PROBLEM STATEMENT: Quote the listing below word for word, from start to finish, and leave the pictures out of your answer.

*-*-*

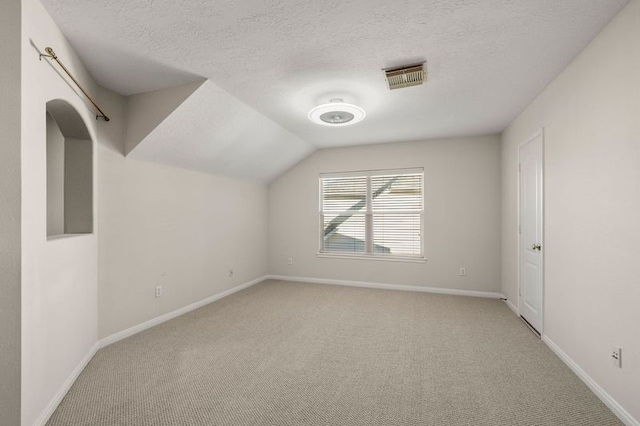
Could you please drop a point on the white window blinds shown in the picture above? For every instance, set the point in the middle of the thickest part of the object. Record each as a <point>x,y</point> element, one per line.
<point>372,213</point>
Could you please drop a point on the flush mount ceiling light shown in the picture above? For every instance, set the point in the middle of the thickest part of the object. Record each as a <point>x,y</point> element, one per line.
<point>336,113</point>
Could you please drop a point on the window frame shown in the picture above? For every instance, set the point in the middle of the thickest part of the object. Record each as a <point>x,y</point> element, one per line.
<point>369,215</point>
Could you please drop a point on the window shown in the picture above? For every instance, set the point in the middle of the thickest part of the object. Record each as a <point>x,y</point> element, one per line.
<point>375,214</point>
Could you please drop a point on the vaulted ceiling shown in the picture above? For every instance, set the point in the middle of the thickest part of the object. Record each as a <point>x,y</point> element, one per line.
<point>269,62</point>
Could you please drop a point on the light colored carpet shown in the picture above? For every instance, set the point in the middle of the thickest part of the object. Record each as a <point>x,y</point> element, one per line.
<point>282,353</point>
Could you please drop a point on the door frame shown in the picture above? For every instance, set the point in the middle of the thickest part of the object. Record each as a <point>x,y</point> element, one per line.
<point>539,133</point>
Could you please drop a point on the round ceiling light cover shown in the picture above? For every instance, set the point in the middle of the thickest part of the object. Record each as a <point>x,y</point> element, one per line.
<point>336,113</point>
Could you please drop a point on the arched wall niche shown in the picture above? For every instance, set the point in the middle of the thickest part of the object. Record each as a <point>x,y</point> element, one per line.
<point>69,171</point>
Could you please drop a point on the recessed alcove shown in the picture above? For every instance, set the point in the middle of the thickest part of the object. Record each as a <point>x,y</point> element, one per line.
<point>69,172</point>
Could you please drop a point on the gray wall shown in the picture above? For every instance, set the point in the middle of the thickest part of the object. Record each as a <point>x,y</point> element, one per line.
<point>177,228</point>
<point>10,223</point>
<point>78,193</point>
<point>462,214</point>
<point>55,178</point>
<point>591,119</point>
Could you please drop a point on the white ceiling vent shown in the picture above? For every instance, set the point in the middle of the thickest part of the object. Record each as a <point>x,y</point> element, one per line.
<point>406,76</point>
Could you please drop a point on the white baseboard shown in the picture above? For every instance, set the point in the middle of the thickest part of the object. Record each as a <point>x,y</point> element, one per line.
<point>512,307</point>
<point>613,405</point>
<point>385,286</point>
<point>170,315</point>
<point>43,418</point>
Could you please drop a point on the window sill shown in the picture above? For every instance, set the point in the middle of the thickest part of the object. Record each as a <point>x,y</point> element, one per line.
<point>66,236</point>
<point>370,257</point>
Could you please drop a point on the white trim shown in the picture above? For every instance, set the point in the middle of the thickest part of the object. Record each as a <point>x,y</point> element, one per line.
<point>388,258</point>
<point>43,418</point>
<point>170,315</point>
<point>512,307</point>
<point>373,172</point>
<point>386,286</point>
<point>607,399</point>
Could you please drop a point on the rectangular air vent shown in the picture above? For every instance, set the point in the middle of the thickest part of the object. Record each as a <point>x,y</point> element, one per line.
<point>406,76</point>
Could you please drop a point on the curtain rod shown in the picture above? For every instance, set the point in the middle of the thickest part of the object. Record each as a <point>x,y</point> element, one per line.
<point>51,54</point>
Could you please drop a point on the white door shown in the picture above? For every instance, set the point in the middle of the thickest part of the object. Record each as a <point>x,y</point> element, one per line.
<point>531,232</point>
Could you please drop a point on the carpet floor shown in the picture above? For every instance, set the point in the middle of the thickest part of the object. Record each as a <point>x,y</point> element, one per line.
<point>282,353</point>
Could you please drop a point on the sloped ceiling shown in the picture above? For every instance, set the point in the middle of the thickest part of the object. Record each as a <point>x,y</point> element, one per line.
<point>278,59</point>
<point>213,132</point>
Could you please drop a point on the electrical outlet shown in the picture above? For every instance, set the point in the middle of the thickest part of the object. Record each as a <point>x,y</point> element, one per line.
<point>616,357</point>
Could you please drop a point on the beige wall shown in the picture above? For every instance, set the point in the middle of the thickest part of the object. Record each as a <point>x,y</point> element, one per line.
<point>10,275</point>
<point>176,228</point>
<point>59,277</point>
<point>591,119</point>
<point>462,219</point>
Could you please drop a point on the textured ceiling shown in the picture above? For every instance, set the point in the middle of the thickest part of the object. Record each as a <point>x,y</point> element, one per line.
<point>224,137</point>
<point>487,59</point>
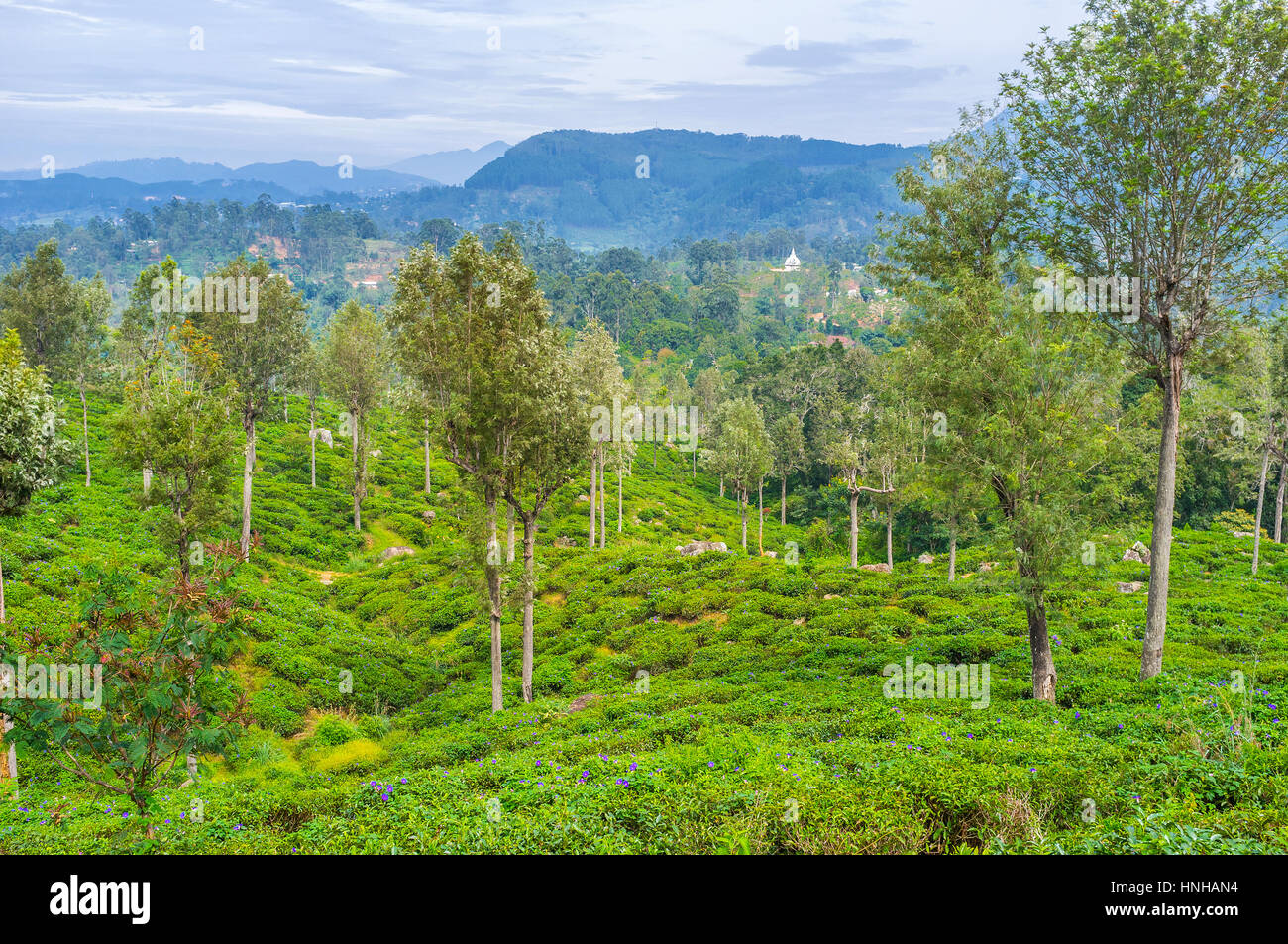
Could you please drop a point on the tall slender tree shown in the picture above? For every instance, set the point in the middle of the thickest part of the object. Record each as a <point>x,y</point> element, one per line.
<point>1153,140</point>
<point>31,452</point>
<point>356,371</point>
<point>258,348</point>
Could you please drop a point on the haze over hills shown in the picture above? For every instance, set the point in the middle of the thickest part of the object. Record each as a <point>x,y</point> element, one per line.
<point>452,167</point>
<point>643,188</point>
<point>296,176</point>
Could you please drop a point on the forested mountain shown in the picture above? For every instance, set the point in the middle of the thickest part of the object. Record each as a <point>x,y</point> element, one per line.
<point>644,188</point>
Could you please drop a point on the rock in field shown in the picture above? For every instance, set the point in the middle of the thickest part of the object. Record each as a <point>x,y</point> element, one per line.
<point>1137,552</point>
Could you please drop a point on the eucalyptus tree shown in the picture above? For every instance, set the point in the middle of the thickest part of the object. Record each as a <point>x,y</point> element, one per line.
<point>1153,140</point>
<point>599,378</point>
<point>31,451</point>
<point>548,446</point>
<point>180,425</point>
<point>468,329</point>
<point>787,446</point>
<point>356,361</point>
<point>39,300</point>
<point>739,450</point>
<point>1026,393</point>
<point>258,347</point>
<point>88,349</point>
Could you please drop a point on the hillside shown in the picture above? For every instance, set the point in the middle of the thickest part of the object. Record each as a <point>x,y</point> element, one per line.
<point>590,188</point>
<point>763,725</point>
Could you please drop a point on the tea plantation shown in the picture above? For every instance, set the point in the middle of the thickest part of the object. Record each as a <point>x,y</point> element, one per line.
<point>760,726</point>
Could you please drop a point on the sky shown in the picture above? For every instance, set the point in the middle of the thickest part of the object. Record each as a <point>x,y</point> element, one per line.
<point>239,81</point>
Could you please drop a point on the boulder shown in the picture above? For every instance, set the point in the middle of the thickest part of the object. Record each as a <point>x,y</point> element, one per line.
<point>1138,553</point>
<point>699,546</point>
<point>580,704</point>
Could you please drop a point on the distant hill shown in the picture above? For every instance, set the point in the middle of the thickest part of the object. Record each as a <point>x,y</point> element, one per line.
<point>642,188</point>
<point>647,188</point>
<point>300,178</point>
<point>451,166</point>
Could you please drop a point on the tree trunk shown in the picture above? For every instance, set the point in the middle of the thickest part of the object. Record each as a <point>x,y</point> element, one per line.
<point>509,536</point>
<point>360,472</point>
<point>89,474</point>
<point>1279,498</point>
<point>426,458</point>
<point>854,530</point>
<point>952,550</point>
<point>11,769</point>
<point>529,540</point>
<point>890,536</point>
<point>248,471</point>
<point>742,510</point>
<point>493,591</point>
<point>1261,498</point>
<point>1039,642</point>
<point>593,497</point>
<point>760,513</point>
<point>313,450</point>
<point>1164,506</point>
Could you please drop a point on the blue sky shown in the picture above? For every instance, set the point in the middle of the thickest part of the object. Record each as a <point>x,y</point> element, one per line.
<point>382,80</point>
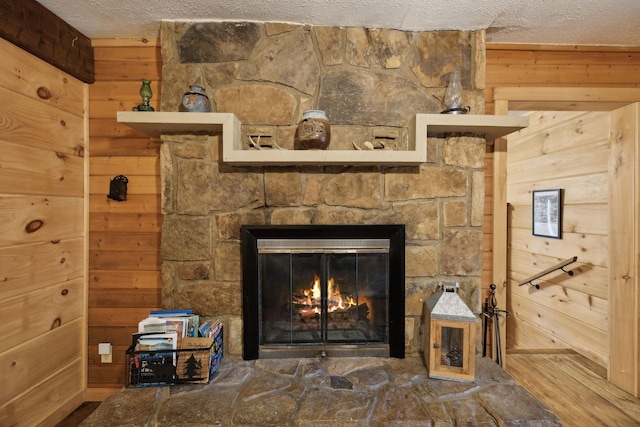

*-*-*

SOLUTION:
Could you please drop a point on the white window blinds shown in the picture above? For every instance, set the point in the middle of the thickest part of the object. Record each as a <point>x,y</point> element, one per line.
<point>372,213</point>
Could you please drop a point on the flush mount ceiling light shown in the picture above? For every instance, set the point in the middle of the thickest part of the object. Record each as a <point>x,y</point> element, one per line.
<point>336,113</point>
Could you please drop a point on the window frame shown in the picture above? For every instance, set the point in the middle of the thickest part of the object. Record each as a <point>x,y</point> element, one per line.
<point>369,215</point>
Could you please drop a point on the window shown in the picture above? For every instance, set the point in the middle of the thickest part of the object. Record each as a <point>x,y</point> element, one per line.
<point>375,214</point>
Could you please drop a point on the vaulted ceiling shown in the picture above? For every instance, set the point in the middle of the thickest part of the object. Record each as a <point>x,y</point> element, one per line.
<point>269,62</point>
Could you please drop a point on the light colored carpet shown in the picture above? For every instance, set the point in the middle of the thickest part of the object. Record each as a <point>x,y</point> element, one per line.
<point>282,353</point>
Could you please drop a point on the door frame shown in the picture above? For every instance, set the point in the middle of the thickest part of the object. Record each as a <point>x,y</point> element, one per line.
<point>539,133</point>
Could you please drop a point on the round ceiling light cover shown in the picture above? For every instance, set the point in the middle of the thickest part of the object. Record each as a <point>x,y</point> element, one per line.
<point>336,113</point>
Could you please drop a point on the arched wall niche shown in the picture above? For every instance, set the point in the middle of the thickest part of the object. Record each as a <point>x,y</point> element, one per line.
<point>69,171</point>
Could you please drop a point on the recessed alcove shown in the picture above? For every instance, set the point in the middle of the thickest part of the object. Record each as a <point>x,y</point> element, one per line.
<point>69,172</point>
Could you please drop a point on the gray wall shown in the picture above? For every instance, set the point in the middle of the thickest part of the object. Record each as a <point>x,y</point> element, one per line.
<point>177,228</point>
<point>10,223</point>
<point>78,193</point>
<point>462,214</point>
<point>55,178</point>
<point>591,119</point>
Could you please drop a point on the white ceiling vent shown in the picture above? For every instance, set the point in the middle of the thickest part of the object. Record each as a <point>x,y</point> element, one per line.
<point>406,76</point>
Could you please drop a point on the white baseboard shown in the picture above? For every instance, set the point in the middle of the thickest part of the object. Record each as a <point>x,y</point> element, one per line.
<point>512,307</point>
<point>613,405</point>
<point>385,286</point>
<point>170,315</point>
<point>43,418</point>
Could you please drop a point on the window sill shown in the picture above? For every instance, set the point in the middle of the thickest part of the object. Record each as a <point>x,y</point> element, one per line.
<point>66,236</point>
<point>370,257</point>
Could you please drop a point on the white trim shown in the picture above? For every instance, set the point in the middle of the thickest part of the object. Record each as a <point>x,y</point> element, one per line.
<point>388,258</point>
<point>43,418</point>
<point>170,315</point>
<point>512,307</point>
<point>373,172</point>
<point>386,286</point>
<point>607,399</point>
Could you please drop a point on the rectangular air vent shown in the picture above? For every instance, set the point in the middle of the thickest part of the object. Record each as a <point>x,y</point> element, one per line.
<point>406,76</point>
Could you please drop a point on the curtain rod shown in the picture above? For every instance, set the point in the middle of the thickest part of the object. Record each as a <point>x,y</point> element, one per line.
<point>51,54</point>
Could you please drop a point on the white door shown in the picture above? For every instance, set the point in the middle of the thickest part of the object. Record each as a <point>x,y</point> element, one per line.
<point>531,232</point>
Could you please drop a point on the carpet floor shown in the picture above? For every instance, set the point in the middle of the thickest part of the object. Record each as a <point>x,y</point> element, one per line.
<point>282,353</point>
Could you please drop a point on the sloped ceiling shown in the picture above? For every instance, set the point in the middle of the thickest part of the object. Record each as a <point>x,y</point> element, one per line.
<point>278,59</point>
<point>213,132</point>
Could you please drop a point on the electrical outlet shown in the picture above? For every instance, set the point in the middle of the thickest part of the object. Record each as a <point>x,y</point> element, one per line.
<point>616,357</point>
Could you please drop a point on the beige wall shown in the picture above? For every instance, set the point in the middle of the thickest part of the object. Record each as a <point>x,y</point> element, one per line.
<point>10,275</point>
<point>176,228</point>
<point>59,277</point>
<point>591,119</point>
<point>462,219</point>
Could you please drop a point on the textured ceiling shown in the picture above? For every instance, set the point in the middle of the thickest part of the object. Record each as a <point>x,y</point> element, one per line.
<point>224,137</point>
<point>487,59</point>
Could you please drop a point on the tall slender tree shown in the picture above? For every instance, set the point in the middle of the thickest part of the object. Record each as a <point>x,y</point> element, one per line.
<point>1153,140</point>
<point>31,452</point>
<point>356,371</point>
<point>258,348</point>
Could you please drop a point on the haze over hills shown in the picture above? For every instance, set the point in the middle of the thickest part of the object. Record each as a <point>x,y</point> element, one per line.
<point>452,167</point>
<point>643,188</point>
<point>296,176</point>
Could you please drop a point on the forested mountain shown in the picture above? For every instance, set the point in the middle of the thickest part of the object. Record each as a <point>x,y</point> element, one per line.
<point>644,188</point>
Could you please drop a point on the rock in field shown in the picture above? For every instance, set the point in the middle of the thickest part of the object. Record each as a <point>x,y</point> element, one per line.
<point>1137,552</point>
Could you please drop a point on the eucalyptus tree shown in the picture above? For every instance, set the point in the middle of the thickest part of the object. Record each as a <point>x,y</point> element, one per line.
<point>1153,140</point>
<point>599,378</point>
<point>31,451</point>
<point>548,446</point>
<point>180,425</point>
<point>468,329</point>
<point>787,446</point>
<point>356,361</point>
<point>39,300</point>
<point>739,450</point>
<point>1026,393</point>
<point>258,347</point>
<point>88,349</point>
Could you please drop a point on the hillside shown in the picture above? For every instance, set the point in the middle of the thickest part of the object. Record each as a <point>x,y</point> element, one per line.
<point>590,188</point>
<point>763,725</point>
Could you please drop a point on the tea plantation shown in the picture above? For every instance, set the point in the middle of the thickest part of the object. Record each as a <point>x,y</point> element, one per line.
<point>760,726</point>
Could you please drop a point on the sky shown in the picture above? For every instance, set the point in the middle of the thickest part of the object. Record each as a <point>x,y</point> element, one per line.
<point>239,81</point>
Could you please drop a point on the boulder shown in the picture above? For every instance, set the point in the middle of the thickest part of the object. Record each as a <point>x,y</point> element, one per line.
<point>1138,553</point>
<point>699,546</point>
<point>580,704</point>
Could you please drop a point on the distant hill shown in the picture above? For every instance, set the point in the middle of the thickest part of the object. Record each as a <point>x,y</point> element, one per line.
<point>642,188</point>
<point>647,188</point>
<point>300,178</point>
<point>451,166</point>
Could you please drop a point on the tree trunk shown in the picture above? For every instance, set the point in the middle of the thickest part of the object. Record each as a <point>x,y</point> element, one per line.
<point>509,536</point>
<point>360,472</point>
<point>89,474</point>
<point>1279,498</point>
<point>426,458</point>
<point>854,530</point>
<point>952,550</point>
<point>11,769</point>
<point>529,540</point>
<point>890,536</point>
<point>248,471</point>
<point>742,510</point>
<point>493,591</point>
<point>1261,498</point>
<point>1039,642</point>
<point>593,497</point>
<point>760,513</point>
<point>313,450</point>
<point>1164,506</point>
Could you please drop a point on the blue sky shown in the picture above? For every instance, set the point in the middle of the thickest part of the object. Record each as a <point>x,y</point> element, one per line.
<point>382,80</point>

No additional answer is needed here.